** THE PROBLEM **
Entries follow. Give back exactly the lines starting at the one containing "Need: one point per instance of the shaded" and ending at the one containing "Target: bamboo leaf", and no other lines.

** DATASET **
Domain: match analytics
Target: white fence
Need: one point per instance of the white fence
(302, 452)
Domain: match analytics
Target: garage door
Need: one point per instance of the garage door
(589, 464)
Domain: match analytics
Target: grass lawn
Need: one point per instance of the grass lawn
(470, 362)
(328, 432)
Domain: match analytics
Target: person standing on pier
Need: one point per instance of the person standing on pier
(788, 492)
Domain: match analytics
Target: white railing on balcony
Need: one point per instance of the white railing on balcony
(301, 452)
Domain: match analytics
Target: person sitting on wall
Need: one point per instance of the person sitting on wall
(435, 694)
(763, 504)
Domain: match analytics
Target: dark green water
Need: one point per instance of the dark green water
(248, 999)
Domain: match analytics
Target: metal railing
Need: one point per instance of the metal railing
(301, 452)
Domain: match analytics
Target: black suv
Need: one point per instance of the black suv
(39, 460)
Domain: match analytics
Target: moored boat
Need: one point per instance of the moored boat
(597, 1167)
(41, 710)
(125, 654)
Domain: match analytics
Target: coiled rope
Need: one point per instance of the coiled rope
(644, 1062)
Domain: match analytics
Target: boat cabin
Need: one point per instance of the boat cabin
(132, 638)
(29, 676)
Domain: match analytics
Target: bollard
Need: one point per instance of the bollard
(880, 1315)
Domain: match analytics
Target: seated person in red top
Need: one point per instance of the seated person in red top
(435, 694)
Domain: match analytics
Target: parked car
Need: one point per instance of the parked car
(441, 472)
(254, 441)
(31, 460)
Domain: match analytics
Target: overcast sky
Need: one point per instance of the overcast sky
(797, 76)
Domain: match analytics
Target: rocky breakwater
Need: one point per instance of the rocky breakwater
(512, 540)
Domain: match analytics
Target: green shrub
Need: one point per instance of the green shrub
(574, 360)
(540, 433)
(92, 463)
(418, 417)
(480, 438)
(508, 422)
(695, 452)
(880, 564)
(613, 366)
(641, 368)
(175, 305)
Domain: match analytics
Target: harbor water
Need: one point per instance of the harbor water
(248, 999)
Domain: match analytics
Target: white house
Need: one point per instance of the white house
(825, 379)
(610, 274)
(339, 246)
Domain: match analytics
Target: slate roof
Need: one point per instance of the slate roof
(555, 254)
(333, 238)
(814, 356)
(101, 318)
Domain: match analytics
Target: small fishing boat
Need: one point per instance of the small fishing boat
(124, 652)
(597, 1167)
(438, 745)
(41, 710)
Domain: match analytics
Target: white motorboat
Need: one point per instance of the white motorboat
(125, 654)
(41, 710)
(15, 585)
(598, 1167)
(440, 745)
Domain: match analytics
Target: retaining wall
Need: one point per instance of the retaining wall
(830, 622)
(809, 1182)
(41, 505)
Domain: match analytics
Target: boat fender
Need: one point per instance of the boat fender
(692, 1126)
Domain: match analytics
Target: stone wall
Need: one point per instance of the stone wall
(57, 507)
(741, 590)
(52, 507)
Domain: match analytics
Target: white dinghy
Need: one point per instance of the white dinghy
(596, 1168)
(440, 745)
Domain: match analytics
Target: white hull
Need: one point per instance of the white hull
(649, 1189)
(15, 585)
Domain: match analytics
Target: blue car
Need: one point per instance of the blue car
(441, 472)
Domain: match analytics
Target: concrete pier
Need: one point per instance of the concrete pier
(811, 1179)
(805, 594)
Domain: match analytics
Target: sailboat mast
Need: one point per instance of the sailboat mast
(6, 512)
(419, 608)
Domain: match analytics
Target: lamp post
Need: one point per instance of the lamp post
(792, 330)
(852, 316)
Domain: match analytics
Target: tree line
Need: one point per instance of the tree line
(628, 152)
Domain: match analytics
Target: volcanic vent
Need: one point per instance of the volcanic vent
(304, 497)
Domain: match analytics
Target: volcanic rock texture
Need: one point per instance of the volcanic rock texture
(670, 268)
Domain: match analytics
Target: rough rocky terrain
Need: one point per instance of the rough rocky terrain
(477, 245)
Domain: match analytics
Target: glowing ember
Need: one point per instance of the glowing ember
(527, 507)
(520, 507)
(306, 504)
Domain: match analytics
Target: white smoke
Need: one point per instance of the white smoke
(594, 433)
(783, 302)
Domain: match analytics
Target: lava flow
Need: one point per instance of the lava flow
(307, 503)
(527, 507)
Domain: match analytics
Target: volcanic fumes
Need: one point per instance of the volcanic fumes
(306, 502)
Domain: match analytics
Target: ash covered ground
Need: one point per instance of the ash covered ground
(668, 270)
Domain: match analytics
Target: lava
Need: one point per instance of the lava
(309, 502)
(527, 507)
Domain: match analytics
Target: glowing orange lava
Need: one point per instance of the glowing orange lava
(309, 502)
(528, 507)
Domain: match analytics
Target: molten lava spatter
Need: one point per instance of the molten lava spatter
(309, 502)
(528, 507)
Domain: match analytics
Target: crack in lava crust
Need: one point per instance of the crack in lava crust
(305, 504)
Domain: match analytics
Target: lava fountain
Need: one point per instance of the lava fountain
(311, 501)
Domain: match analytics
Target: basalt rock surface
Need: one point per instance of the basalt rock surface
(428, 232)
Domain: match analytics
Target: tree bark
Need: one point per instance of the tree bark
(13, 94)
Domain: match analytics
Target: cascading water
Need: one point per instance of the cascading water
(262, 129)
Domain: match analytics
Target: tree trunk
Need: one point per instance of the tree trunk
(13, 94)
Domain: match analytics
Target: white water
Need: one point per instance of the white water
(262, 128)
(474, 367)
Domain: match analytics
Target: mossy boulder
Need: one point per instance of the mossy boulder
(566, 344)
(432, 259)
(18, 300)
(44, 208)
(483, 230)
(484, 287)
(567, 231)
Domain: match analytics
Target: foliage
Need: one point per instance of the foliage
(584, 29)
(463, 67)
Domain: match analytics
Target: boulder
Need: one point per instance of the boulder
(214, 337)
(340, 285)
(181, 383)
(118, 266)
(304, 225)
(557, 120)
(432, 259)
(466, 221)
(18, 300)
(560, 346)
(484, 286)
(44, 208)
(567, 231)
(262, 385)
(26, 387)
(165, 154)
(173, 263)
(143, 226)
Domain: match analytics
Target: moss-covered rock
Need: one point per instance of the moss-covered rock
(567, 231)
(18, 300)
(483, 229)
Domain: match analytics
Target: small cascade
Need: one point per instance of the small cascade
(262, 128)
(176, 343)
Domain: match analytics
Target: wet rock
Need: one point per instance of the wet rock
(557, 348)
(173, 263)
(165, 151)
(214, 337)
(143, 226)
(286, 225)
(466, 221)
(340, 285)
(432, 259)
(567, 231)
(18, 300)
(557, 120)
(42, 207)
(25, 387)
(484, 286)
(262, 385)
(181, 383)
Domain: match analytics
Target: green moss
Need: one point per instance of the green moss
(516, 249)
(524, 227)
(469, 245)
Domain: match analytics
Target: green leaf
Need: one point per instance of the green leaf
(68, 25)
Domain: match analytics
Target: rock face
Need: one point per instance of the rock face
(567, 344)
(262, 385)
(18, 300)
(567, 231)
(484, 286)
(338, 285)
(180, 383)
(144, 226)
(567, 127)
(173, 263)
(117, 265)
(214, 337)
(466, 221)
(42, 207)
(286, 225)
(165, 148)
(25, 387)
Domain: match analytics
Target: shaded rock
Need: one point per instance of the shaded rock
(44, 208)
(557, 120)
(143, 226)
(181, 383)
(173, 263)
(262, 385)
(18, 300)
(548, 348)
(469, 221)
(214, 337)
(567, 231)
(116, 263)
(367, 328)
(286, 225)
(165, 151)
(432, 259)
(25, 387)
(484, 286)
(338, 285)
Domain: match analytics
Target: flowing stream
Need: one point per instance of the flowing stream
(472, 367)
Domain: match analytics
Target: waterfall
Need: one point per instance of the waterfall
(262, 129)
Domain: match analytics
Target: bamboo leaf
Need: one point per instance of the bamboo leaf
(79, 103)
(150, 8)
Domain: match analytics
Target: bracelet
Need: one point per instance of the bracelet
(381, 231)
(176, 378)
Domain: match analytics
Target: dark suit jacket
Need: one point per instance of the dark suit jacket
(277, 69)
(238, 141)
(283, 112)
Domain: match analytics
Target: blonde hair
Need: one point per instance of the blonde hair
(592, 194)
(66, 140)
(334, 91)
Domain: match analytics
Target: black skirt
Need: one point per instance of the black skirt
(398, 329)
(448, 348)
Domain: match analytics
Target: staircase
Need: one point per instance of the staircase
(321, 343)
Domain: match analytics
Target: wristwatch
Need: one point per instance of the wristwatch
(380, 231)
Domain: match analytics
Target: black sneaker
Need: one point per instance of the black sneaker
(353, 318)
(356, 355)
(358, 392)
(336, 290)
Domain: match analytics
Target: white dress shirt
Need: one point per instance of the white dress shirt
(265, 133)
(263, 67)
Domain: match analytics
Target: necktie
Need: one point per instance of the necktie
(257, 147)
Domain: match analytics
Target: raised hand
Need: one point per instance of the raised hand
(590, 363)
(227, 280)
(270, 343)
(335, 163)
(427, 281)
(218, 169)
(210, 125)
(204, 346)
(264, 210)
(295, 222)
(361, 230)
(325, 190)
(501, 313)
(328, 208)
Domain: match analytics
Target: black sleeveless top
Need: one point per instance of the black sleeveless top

** ANSWER BOX **
Need: one point per instance of the shaded rock
(44, 208)
(557, 120)
(143, 226)
(181, 383)
(173, 263)
(262, 385)
(18, 300)
(548, 348)
(469, 221)
(214, 337)
(567, 231)
(116, 263)
(367, 328)
(286, 225)
(165, 151)
(432, 259)
(25, 387)
(484, 286)
(338, 285)
Domain: match analytics
Target: flowing stream
Need: one point per instance of the flowing stream
(472, 367)
Domain: match analytics
Target: waterfall
Need: one point per instance of the waterfall
(262, 129)
Domain: match analytics
Target: bamboo leaf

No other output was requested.